**Tasks:**
[1] Decide whether each statement agrees with the esmpy thread, answering yes or no and quoting the deciding words from it: (a) The working steps create a conda environment with Python 3.7. (b) The person who traced the problem to MPI fixed it by deleting a line from /etc/hosts. (c) The thread states that the conda recipe was confirmed broken.
[2] Reproduce the esmpy thread word for word between "I was under" and "was the issue.", inclusive.

I just got it to run on princetons tiger. I was able to import esmpy on my local machine before.
the last time we pulled esmpy from conda on @lgloege machine, it failed to run import ESMF
properly.
I was under the impression that the conda recipe was broken. I am trying to reinstall now in a clean conda environment but it's not working at the moment. A workaround is to install ESMF/ESMPY from scratch. I've done it several time and my scripts are on gist.github
@lgloege update, this works:
conda create -n test_esmpy python=3.7
source activate test_esmpy
conda install esmpy
conda install xesmf
git clone https://github.com/JiaweiZhuang/xESMF.git xESMF
cd xESMF/
py.test -v xesmf
@jbusecke I had the same problem you described and narrowed it down to MPI not initializing correctly. It turns out I needed to add my computer's name to /etc/hosts/
, perhaps the mismatch between that file and what hostname
was returning was the issue.
Adding the last line below worked for me:
##
# Host Database
#
# localhost is used to configure the loopback interface
# when the system is booting. Do not change this entry.
##
127.0.0.1 localhost
127.0.0.1 <computer's name>
Has someone resolved this for good?
This is what i get after running pytest as @raphaeldussin did. It seems an ESMF regrid related issue.

**Information provided:**
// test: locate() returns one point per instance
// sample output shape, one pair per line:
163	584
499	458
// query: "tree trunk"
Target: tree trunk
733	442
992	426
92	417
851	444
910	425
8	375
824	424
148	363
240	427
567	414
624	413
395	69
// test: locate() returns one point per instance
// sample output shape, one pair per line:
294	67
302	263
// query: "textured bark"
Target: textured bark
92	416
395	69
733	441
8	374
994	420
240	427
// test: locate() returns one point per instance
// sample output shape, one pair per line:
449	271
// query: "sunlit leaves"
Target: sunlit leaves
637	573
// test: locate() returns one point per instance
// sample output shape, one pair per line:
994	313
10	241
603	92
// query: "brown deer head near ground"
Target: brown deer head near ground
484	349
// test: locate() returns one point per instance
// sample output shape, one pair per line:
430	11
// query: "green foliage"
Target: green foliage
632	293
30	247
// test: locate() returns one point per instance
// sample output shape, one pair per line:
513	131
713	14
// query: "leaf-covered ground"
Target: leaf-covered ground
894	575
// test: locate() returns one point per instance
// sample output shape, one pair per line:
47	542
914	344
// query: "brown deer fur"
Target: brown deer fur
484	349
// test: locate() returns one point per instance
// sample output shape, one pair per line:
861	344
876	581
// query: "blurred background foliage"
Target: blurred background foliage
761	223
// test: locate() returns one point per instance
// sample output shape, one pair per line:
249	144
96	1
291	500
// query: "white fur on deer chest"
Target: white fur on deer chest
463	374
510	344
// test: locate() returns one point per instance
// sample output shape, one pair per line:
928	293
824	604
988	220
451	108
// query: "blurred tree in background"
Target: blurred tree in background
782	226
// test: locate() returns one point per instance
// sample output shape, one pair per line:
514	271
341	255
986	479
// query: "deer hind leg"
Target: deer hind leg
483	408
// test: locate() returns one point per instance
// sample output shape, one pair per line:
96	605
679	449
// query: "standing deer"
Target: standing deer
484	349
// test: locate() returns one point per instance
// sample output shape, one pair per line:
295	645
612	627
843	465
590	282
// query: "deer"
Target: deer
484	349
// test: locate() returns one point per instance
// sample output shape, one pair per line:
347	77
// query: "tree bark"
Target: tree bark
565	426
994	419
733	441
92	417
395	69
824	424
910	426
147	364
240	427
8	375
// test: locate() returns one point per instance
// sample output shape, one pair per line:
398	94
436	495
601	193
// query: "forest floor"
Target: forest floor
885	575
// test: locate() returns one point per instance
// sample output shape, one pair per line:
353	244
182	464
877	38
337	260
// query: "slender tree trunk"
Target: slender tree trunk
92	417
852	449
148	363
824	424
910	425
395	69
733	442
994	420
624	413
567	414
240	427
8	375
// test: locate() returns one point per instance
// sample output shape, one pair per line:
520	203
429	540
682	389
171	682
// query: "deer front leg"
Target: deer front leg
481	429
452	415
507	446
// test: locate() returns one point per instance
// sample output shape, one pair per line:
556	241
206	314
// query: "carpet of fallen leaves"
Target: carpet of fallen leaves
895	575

**Per-task outputs:**
[1]
(a) Yes: "conda create -n test_esmpy python=3.7"
(b) No: "Adding the last line below worked for me"
(c) No: "I was under the impression that the conda recipe was broken"

[2]
I was under the impression that the conda recipe was broken. I am trying to reinstall now in a clean conda environment but it's not working at the moment. A workaround is to install ESMF/ESMPY from scratch. I've done it several time and my scripts are on gist.github
@lgloege update, this works:
conda create -n test_esmpy python=3.7
source activate test_esmpy
conda install esmpy
conda install xesmf
git clone https://github.com/JiaweiZhuang/xESMF.git xESMF
cd xESMF/
py.test -v xesmf
@jbusecke I had the same problem you described and narrowed it down to MPI not initializing correctly. It turns out I needed to add my computer's name to /etc/hosts/
, perhaps the mismatch between that file and what hostname
was returning was the issue.